• **GIVEN TASK**: Convert everything from the line containing "query (the noun phrase to segment): stemmed" down to the end of the items below into a JSON list of strings, one string per line. Leave out any blank lines.

_ _ _ _ _

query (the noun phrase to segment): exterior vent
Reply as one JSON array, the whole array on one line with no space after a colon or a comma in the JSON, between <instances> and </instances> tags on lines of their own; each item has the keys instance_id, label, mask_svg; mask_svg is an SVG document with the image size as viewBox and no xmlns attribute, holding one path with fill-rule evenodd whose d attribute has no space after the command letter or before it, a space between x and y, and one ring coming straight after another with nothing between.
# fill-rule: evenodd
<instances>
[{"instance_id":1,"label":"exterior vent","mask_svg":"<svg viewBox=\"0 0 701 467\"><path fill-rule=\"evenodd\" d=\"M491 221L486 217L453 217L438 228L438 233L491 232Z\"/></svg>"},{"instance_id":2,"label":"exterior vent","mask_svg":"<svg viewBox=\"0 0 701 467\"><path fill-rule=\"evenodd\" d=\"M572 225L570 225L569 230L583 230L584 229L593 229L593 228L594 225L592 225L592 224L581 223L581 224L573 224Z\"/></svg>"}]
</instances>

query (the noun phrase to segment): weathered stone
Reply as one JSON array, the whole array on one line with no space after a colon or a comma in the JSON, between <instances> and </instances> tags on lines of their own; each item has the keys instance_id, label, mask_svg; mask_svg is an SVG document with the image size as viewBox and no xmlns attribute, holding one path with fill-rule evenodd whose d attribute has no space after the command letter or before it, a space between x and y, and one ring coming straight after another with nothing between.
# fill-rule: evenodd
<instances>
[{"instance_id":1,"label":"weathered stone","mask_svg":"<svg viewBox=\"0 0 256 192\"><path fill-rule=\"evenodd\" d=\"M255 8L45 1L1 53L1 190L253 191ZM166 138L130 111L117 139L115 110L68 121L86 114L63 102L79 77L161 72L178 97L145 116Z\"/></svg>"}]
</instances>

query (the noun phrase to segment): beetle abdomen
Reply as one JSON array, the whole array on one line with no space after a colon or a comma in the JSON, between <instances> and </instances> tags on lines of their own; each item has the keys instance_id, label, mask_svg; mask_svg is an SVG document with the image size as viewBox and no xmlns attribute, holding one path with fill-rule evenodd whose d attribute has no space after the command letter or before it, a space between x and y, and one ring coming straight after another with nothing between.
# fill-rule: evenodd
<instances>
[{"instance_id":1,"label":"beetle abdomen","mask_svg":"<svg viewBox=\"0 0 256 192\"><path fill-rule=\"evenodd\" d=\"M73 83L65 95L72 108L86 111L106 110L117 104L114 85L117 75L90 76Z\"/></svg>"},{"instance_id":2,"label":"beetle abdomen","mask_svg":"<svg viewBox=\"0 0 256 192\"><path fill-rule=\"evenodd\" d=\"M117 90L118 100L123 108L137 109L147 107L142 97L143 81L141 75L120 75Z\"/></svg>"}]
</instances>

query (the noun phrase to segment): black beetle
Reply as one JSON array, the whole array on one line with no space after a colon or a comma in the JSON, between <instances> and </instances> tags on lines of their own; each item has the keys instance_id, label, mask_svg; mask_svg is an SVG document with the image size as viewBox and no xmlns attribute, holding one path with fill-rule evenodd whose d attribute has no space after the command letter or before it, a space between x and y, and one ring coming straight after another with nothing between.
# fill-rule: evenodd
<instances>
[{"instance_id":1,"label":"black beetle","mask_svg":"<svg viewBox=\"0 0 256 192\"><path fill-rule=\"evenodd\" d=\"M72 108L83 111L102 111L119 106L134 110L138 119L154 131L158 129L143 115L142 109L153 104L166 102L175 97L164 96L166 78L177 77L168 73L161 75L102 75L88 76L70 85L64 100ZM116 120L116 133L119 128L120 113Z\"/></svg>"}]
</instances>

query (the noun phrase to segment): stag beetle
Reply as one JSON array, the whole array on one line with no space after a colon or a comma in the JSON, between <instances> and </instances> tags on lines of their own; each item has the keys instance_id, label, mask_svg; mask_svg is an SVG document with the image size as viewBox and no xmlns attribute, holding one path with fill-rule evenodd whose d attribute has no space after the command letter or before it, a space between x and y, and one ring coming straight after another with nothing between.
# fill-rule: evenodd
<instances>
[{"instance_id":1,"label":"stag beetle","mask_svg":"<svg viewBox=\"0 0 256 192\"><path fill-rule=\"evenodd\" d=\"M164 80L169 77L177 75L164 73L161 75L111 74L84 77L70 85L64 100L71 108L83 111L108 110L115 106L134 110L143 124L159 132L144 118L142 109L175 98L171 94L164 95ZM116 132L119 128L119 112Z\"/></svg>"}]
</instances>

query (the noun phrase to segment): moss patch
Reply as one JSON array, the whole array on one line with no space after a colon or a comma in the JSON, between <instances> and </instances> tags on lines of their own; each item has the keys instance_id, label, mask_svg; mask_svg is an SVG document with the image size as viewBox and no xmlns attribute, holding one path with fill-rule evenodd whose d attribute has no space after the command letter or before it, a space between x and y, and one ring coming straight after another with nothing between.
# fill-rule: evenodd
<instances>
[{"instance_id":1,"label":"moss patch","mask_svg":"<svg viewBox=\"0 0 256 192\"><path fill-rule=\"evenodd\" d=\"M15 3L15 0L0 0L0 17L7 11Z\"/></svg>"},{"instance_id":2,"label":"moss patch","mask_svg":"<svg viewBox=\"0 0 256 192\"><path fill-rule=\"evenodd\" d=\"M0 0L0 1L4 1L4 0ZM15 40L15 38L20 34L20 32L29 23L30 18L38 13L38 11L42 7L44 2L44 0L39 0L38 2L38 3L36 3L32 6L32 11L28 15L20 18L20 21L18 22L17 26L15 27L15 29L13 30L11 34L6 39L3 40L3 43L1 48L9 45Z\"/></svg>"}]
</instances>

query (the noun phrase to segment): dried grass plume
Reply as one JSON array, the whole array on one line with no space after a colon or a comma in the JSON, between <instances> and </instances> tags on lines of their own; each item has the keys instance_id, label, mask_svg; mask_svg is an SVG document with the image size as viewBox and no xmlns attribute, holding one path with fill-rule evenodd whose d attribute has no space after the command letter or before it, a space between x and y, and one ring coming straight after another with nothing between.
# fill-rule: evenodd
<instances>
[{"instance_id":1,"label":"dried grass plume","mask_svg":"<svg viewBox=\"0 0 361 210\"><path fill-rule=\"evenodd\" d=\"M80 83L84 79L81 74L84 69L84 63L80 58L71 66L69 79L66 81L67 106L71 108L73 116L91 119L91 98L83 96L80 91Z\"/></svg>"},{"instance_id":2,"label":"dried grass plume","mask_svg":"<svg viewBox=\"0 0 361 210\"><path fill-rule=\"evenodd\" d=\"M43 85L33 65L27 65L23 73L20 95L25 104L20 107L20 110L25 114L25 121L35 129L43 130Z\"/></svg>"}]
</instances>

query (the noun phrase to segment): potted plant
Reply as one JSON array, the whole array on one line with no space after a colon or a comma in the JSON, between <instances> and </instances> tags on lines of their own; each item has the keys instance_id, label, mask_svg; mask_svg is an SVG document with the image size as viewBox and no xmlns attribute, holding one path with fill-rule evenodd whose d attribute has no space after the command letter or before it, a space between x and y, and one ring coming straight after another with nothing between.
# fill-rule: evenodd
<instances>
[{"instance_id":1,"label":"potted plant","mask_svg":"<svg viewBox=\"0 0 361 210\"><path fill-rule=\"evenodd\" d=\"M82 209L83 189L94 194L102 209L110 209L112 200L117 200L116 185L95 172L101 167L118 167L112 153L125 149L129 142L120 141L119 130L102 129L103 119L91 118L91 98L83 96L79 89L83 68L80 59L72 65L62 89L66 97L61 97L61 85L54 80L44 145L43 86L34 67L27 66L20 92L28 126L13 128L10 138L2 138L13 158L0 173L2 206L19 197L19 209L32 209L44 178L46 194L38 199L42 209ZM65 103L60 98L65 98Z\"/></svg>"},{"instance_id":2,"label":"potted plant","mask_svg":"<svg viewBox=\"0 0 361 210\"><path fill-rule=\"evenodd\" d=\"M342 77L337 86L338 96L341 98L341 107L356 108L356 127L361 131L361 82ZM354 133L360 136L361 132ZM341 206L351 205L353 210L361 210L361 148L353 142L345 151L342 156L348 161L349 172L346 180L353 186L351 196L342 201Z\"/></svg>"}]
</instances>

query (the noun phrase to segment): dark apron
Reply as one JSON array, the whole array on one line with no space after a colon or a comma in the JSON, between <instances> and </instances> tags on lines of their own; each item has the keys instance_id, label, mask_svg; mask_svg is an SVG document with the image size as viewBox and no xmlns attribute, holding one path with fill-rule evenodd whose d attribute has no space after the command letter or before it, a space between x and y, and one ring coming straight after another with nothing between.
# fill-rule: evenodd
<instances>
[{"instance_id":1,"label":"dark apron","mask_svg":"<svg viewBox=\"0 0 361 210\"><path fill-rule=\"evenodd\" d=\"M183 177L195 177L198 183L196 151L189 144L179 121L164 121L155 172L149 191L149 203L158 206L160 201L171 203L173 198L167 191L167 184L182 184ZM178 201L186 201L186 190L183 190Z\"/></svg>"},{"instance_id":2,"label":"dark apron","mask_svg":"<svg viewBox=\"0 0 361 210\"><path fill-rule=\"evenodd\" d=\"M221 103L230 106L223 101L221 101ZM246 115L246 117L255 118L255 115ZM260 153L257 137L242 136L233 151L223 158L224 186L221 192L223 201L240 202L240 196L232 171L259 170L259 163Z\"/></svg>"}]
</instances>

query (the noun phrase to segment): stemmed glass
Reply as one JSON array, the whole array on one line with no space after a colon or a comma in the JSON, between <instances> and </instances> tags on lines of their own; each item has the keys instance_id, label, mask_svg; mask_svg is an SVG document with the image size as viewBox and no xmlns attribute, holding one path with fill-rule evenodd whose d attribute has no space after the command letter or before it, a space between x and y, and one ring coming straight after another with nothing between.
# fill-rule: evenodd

_ _ _ _ _

• **EXERCISE RESPONSE**:
[
  "query (the noun phrase to segment): stemmed glass",
  "Reply as one JSON array, the whole array on one line with no space after a colon or a comma in the JSON, between <instances> and </instances> tags on lines of their own; each item has the keys instance_id, label, mask_svg; mask_svg is an SVG document with the image size as viewBox and no xmlns attribute, holding one path with fill-rule evenodd whose d attribute has no space after the command letter or before it, a space between x and y, and one ring coming straight after another with nothing between.",
  "# fill-rule: evenodd"
]